═════ Dataset entries

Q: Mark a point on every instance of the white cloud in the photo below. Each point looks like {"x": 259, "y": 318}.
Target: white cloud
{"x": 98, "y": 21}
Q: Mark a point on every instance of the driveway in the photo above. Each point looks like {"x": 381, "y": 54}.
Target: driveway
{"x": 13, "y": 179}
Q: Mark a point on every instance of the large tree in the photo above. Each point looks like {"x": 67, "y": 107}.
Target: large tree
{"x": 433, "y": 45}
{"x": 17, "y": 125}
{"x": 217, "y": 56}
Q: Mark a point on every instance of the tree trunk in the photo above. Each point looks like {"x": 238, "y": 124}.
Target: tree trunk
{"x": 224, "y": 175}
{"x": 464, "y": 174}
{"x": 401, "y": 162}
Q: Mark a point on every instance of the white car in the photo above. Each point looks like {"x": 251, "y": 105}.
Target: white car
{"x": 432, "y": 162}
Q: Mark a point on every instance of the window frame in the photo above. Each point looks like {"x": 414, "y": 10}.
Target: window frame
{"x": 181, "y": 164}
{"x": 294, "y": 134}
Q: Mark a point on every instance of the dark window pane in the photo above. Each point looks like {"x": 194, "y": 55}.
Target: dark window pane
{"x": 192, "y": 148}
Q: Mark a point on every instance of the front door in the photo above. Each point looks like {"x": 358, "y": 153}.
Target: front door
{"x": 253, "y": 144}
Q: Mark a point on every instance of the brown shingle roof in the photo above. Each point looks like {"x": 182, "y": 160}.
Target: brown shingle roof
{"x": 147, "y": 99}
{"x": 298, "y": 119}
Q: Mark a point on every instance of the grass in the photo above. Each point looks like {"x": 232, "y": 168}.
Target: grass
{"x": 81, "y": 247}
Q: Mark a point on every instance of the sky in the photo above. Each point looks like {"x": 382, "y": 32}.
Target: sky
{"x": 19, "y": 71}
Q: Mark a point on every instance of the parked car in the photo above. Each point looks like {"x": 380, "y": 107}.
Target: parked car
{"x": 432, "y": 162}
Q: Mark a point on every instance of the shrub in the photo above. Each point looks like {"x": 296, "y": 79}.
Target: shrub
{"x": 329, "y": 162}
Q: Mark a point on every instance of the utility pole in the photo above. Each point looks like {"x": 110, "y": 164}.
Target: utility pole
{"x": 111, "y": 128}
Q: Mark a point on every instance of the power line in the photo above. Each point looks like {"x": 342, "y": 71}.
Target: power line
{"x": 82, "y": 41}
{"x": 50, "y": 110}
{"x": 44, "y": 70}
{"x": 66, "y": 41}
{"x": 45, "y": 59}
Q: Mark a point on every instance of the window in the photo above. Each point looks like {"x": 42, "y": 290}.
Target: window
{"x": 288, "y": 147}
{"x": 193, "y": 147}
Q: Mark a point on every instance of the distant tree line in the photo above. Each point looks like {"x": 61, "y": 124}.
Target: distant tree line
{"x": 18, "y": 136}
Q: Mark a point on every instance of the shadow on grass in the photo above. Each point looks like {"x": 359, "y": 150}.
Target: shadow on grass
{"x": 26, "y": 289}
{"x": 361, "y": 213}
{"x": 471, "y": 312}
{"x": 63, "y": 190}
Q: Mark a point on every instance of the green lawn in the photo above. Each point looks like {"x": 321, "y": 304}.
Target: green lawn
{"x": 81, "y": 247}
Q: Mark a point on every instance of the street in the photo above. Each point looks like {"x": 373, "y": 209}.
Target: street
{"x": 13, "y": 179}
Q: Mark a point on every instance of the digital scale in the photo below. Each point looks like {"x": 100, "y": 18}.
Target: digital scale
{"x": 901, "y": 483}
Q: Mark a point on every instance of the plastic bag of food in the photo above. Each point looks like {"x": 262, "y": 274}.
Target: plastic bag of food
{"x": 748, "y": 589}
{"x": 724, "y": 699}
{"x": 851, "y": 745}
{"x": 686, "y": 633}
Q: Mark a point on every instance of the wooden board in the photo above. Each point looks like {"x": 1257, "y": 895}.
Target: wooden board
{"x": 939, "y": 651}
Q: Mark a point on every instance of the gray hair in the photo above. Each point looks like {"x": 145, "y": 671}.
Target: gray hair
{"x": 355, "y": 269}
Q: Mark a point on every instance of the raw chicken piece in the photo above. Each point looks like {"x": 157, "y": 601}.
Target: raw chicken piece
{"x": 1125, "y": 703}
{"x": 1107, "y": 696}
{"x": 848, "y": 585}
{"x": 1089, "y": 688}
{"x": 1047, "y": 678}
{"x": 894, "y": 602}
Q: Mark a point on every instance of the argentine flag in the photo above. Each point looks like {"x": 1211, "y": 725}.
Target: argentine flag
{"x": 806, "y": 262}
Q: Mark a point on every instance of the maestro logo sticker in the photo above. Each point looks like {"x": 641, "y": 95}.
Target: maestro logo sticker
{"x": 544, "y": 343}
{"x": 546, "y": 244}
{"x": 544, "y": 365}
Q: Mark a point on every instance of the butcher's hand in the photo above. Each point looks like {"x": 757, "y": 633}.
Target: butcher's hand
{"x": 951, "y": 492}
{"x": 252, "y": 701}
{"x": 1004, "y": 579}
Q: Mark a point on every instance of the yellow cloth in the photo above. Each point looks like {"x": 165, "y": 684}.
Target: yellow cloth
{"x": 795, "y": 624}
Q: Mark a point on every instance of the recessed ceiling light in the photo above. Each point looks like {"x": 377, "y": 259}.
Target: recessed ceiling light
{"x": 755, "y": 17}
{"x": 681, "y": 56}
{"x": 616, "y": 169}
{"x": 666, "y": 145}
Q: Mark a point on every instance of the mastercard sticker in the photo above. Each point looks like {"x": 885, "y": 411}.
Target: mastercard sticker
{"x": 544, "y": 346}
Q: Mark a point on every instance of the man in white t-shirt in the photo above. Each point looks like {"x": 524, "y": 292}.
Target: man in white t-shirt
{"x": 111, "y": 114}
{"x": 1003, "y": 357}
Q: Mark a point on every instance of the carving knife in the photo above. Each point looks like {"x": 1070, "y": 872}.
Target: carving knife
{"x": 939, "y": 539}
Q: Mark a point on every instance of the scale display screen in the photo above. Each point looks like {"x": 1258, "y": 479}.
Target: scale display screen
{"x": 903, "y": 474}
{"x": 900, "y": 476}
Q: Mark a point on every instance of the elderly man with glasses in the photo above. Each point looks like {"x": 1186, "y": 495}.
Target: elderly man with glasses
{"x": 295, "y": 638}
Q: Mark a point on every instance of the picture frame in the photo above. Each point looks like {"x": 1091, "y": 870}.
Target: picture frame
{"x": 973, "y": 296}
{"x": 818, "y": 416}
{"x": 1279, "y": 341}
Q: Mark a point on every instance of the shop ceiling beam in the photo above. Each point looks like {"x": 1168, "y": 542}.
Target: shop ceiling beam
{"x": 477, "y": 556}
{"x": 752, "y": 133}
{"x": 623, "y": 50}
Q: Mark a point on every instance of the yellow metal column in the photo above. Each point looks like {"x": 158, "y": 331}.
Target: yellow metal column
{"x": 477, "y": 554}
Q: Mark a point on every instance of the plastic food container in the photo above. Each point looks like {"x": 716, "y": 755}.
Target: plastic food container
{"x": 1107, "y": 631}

══════════

[Task directions]:
Give the entries once more, exactly as they appear.

[Right answer]:
Q: Mark a point on every instance of the white cloud in the photo below. Each point looks like {"x": 259, "y": 318}.
Target: white cloud
{"x": 98, "y": 21}
Q: Mark a point on every instance of the driveway in the photo above. Each point looks like {"x": 381, "y": 54}.
Target: driveway
{"x": 13, "y": 179}
Q: Mark a point on every instance of the large tree in the photo above. Each point looks like {"x": 67, "y": 107}.
Target: large tree
{"x": 433, "y": 45}
{"x": 17, "y": 125}
{"x": 217, "y": 56}
Q: Mark a point on every instance of the tree trunk in the photo above. Each point looks like {"x": 238, "y": 124}.
Target: tree trunk
{"x": 224, "y": 175}
{"x": 464, "y": 174}
{"x": 401, "y": 162}
Q: Mark a point on every instance of the white car in the photo above. Each point looks like {"x": 251, "y": 105}.
Target: white car
{"x": 432, "y": 162}
Q: Mark a point on every instance of the window frame in the photo above. Each point looks like {"x": 414, "y": 10}.
Target: window frame
{"x": 181, "y": 164}
{"x": 294, "y": 134}
Q: Mark a point on every instance of the dark window pane in the photo above. Each point looks like {"x": 194, "y": 55}.
Target: dark window pane
{"x": 192, "y": 148}
Q: Mark a point on every instance of the front door in the photo above. Each point looks like {"x": 358, "y": 153}.
Target: front door
{"x": 253, "y": 144}
Q: Mark a point on every instance of the brown shingle roof in the photo above. Each point looks like {"x": 182, "y": 160}.
Target: brown shingle roof
{"x": 147, "y": 99}
{"x": 298, "y": 119}
Q: Mark a point on every instance of the grass in the photo above. Each point looks like {"x": 232, "y": 168}.
Target: grass
{"x": 81, "y": 247}
Q: Mark a point on every instance of the sky in the photo above. Each point looks like {"x": 382, "y": 32}.
Target: sky
{"x": 19, "y": 71}
Q: Mark a point on every instance of the parked car in the photo above. Each point looks like {"x": 380, "y": 107}.
Target: parked car
{"x": 432, "y": 162}
Q: Mark a point on every instance of the shrub in the photo above. Each point looks like {"x": 296, "y": 79}.
Target: shrub
{"x": 329, "y": 162}
Q: Mark a point on every instance of the utility pole in the photo above. Each point looks like {"x": 110, "y": 164}.
Target: utility pole
{"x": 111, "y": 128}
Q: Mark a point on every instance of the power line in the photo above. Each point looks like {"x": 342, "y": 71}.
Target: power line
{"x": 82, "y": 41}
{"x": 50, "y": 110}
{"x": 44, "y": 70}
{"x": 66, "y": 41}
{"x": 45, "y": 59}
Q: Mark a point on every instance of the window in the photo above. Each point looks like {"x": 42, "y": 290}.
Target: window
{"x": 288, "y": 147}
{"x": 193, "y": 147}
Q: Mark a point on every instance of the distant tree line in the photo above. Each point looks like {"x": 61, "y": 124}.
Target: distant tree line
{"x": 18, "y": 136}
Q: Mark a point on every instance of the shadow on grass in the photo above. Each point looks like {"x": 359, "y": 150}.
Target: shadow on grass
{"x": 26, "y": 289}
{"x": 361, "y": 213}
{"x": 471, "y": 312}
{"x": 63, "y": 190}
Q: Mark a point on every instance of the green lawn in the photo above. Each point looks like {"x": 321, "y": 304}.
Target: green lawn
{"x": 81, "y": 247}
Q: Mark a point on every instance of the street in the photo above. Each point looks like {"x": 373, "y": 209}.
Target: street
{"x": 13, "y": 179}
Q: Mark a point on every instance of the digital scale in the photo below. Each point looks like {"x": 100, "y": 18}.
Target: digital scale
{"x": 901, "y": 483}
Q: Mark a point on every instance of the plastic bag of food in the photo above. Each point looks like {"x": 262, "y": 274}.
Target: plastic bag of food
{"x": 748, "y": 589}
{"x": 724, "y": 699}
{"x": 851, "y": 745}
{"x": 686, "y": 633}
Q: Mark a point on every instance of the wooden board in the photo above. Each point looks like {"x": 1257, "y": 895}.
Target: wooden board
{"x": 939, "y": 651}
Q: Mark a point on every instance of the gray hair in the photo above. Each point looks like {"x": 145, "y": 671}.
Target: gray hair
{"x": 355, "y": 269}
Q: Mark a point on every instance of the raw chicken piece in the photo above. Each point looks like {"x": 157, "y": 601}.
Target: raw chicken piece
{"x": 1125, "y": 703}
{"x": 1107, "y": 696}
{"x": 848, "y": 585}
{"x": 1089, "y": 688}
{"x": 1047, "y": 678}
{"x": 894, "y": 602}
Q: Mark a point on every instance of the argentine flag in the photo above. Each point looks like {"x": 1211, "y": 725}.
Target: argentine flag
{"x": 806, "y": 262}
Q: Mark a point on every instance of the maestro logo sticker in the photo above. Each point looks like {"x": 641, "y": 95}.
Target: maestro logo sticker
{"x": 544, "y": 343}
{"x": 546, "y": 244}
{"x": 544, "y": 365}
Q: Mark a point on every instance of the butcher's hand in the photo above. Each point looks like {"x": 757, "y": 633}.
Target: butcher's hand
{"x": 951, "y": 492}
{"x": 252, "y": 701}
{"x": 1004, "y": 579}
Q: Mark a point on every instance of the yellow cloth in the photo above. Each point looks like {"x": 165, "y": 684}.
Target: yellow cloth
{"x": 795, "y": 624}
Q: Mark a point on every instance of the recessed ceiling light in the photo above. Each point looks like {"x": 377, "y": 259}.
Target: recessed ceiling light
{"x": 755, "y": 17}
{"x": 681, "y": 56}
{"x": 616, "y": 169}
{"x": 666, "y": 145}
Q: Mark a point on every instance of the mastercard sticker in the photo above. Each point looks like {"x": 885, "y": 411}.
Target: mastercard sticker
{"x": 544, "y": 346}
Q: Mark a point on every instance of the man in white t-shirt in the photo above. Each point looks like {"x": 524, "y": 292}.
Target: man in white t-shirt
{"x": 111, "y": 114}
{"x": 1003, "y": 357}
Q: Mark a point on every instance of the carving knife in the photo above. Each point looks like {"x": 1070, "y": 872}.
Target: carving knife
{"x": 939, "y": 539}
Q: Mark a point on every instance of the scale display screen in the photo above. Each point looks like {"x": 1258, "y": 479}.
Target: scale display screen
{"x": 903, "y": 474}
{"x": 900, "y": 476}
Q: Mark a point on every instance of the elderly man with glasses in the photo above. Each point looks like {"x": 1186, "y": 495}.
Target: elderly man with glasses
{"x": 295, "y": 638}
Q: Mark a point on every instance of the picture frame in the photo above. Each point looks like {"x": 1091, "y": 870}.
Target: picture frame
{"x": 973, "y": 296}
{"x": 818, "y": 416}
{"x": 1279, "y": 341}
Q: Mark a point on every instance of the shop ceiling beam in the photo above. Each point looks like {"x": 1168, "y": 542}.
Target: shop ceiling beam
{"x": 477, "y": 556}
{"x": 752, "y": 133}
{"x": 623, "y": 50}
Q: Mark a point on every instance of the yellow metal column in the photo above. Each point looks like {"x": 158, "y": 331}.
Target: yellow metal column
{"x": 477, "y": 554}
Q: Mark a point on every instance of the plastic food container in the photo above. Each point looks like {"x": 716, "y": 755}.
Target: plastic food container
{"x": 1107, "y": 631}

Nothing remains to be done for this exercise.